[Kutipan Sumber]:
:::

4.    Status bekerja dan maya index selanjutnya dianalisis secara bersama-sama dengan uji conditional regression logistic untuk melihat faktor yang paling dominan untuk menimbulkan kejadian DBD. Faktor yang paling dominan untuk menimbulkan kejadian demam berdarah di Kecamatan Wonogiri adalah status tidak bekerja dengan maya index tinggi kemungkinan terjadi demam berdarah sebesar 4,39 kali lebih besar dibandingkan dengan subjek yang mempunyai tempat penampungan air dengan maya index rendah.
5.    Status kerentanan nyamuk Ae. aegypti di 4 desa/kelurahan di Kecamatan Wonogiri sebagian besar sudah berada pada kelompok resisten. Di Kabupaten Wonogiri untuk pengendalian demam berdarah dengue digunakan malation dan abate. Kasus terbanyak terdapat di Kelurahan Wonoboyo (30 kasus) dilakukan fogging sebanyak 15 kali, Giritirto (26 kasus) dilakukan fogging sebanyak 14 kali, Giripurwo (21 kasus) dilakukan fogging sebanyak 15 kali, Wonokarto (15 kasus) dilakukan fogging sebanyak 5 kali, wilayah kelurahan tersebut saling berdekatan satu sama lainnya. Persepsi masyarakat Wonogiri dalam penanggulanan kasus demam berdarah masih fogging minded. Tingginya paparan insektisida organofosfat melalui pelaksanaan fogging focus di Kelurahan Giripurwo, Giritirto dan Wonokarto mempengaruhi kerentanan terhadap nyamuk Aedes aegypti
6.    Sebaran kasus DBD tidak merata diseluruh wilayah kelurahan/desa. Kasus DBD menyebar pada kelurahan dengan kepadatan penduduk 380-3.996 jiwa/km², kasus mengelompok pada pemukiman padat karena pada pemukiman padat penduduk jarak antara rumah-rumah saling berdekatan sehingga memungkinkan penularan demam berdarah dengue, mengingat jarak terbang nyamuk 100 meter .
7.    Berdasarkan jarak dengan unit pelayanan kesehatan, ada kecenderungan kasus mengelompok pada radius 0-3000 m dari unit pelayanan kesehatan atau ada kecendrungan mengelompok pada area pemukiman penduduk. Masyarakat yang tinggal berdekatan dengan unit pelayanan kesehatan mempunyai akses yang lebih baik untuk memeriksakan kesehatan dibandingkan masyarakat yang mempunyai akses yang jauh dari unit pelayanan kesehatan.

:::

[Bahan yang Disediakan]:

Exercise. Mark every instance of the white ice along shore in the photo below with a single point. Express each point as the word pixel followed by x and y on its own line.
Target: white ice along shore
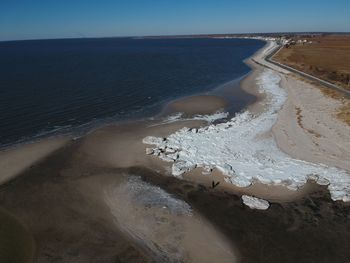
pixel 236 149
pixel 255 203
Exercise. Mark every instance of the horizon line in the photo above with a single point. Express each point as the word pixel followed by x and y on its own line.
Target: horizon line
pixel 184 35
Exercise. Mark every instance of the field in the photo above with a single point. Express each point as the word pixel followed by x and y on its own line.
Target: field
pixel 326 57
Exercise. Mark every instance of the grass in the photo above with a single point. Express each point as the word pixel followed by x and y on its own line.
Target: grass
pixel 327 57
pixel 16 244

:::

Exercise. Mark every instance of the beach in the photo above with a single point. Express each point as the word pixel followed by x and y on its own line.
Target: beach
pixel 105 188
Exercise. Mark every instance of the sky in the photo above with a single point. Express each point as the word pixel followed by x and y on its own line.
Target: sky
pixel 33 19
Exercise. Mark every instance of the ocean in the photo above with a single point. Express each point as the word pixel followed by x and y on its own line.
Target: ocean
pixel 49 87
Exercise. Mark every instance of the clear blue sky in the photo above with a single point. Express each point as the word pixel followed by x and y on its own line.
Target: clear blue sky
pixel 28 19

:::

[Tugas yang Dikerjakan]:
Tolong tentukan apakah setiap pernyataan berikut sesuai dengan teks tentang DBD di Wonogiri. Jawab ya atau tidak untuk tiap pernyataan, sertakan kutipan persis dari teks yang menjadi penentunya: (a) Kasus terbanyak terdapat di Kelurahan Wonoboyo. (b) Di Kelurahan Wonokarto dilakukan fogging sebanyak 15 kali. (c) Jarak terbang nyamuk disebut 200 meter.

[Hasil Jawaban]:
(a) Ya: "Kasus terbanyak terdapat di Kelurahan Wonoboyo (30 kasus)"
(b) Tidak: "Wonokarto (15 kasus) dilakukan fogging sebanyak 5 kali"
(c) Tidak: "mengingat jarak terbang nyamuk 100 meter"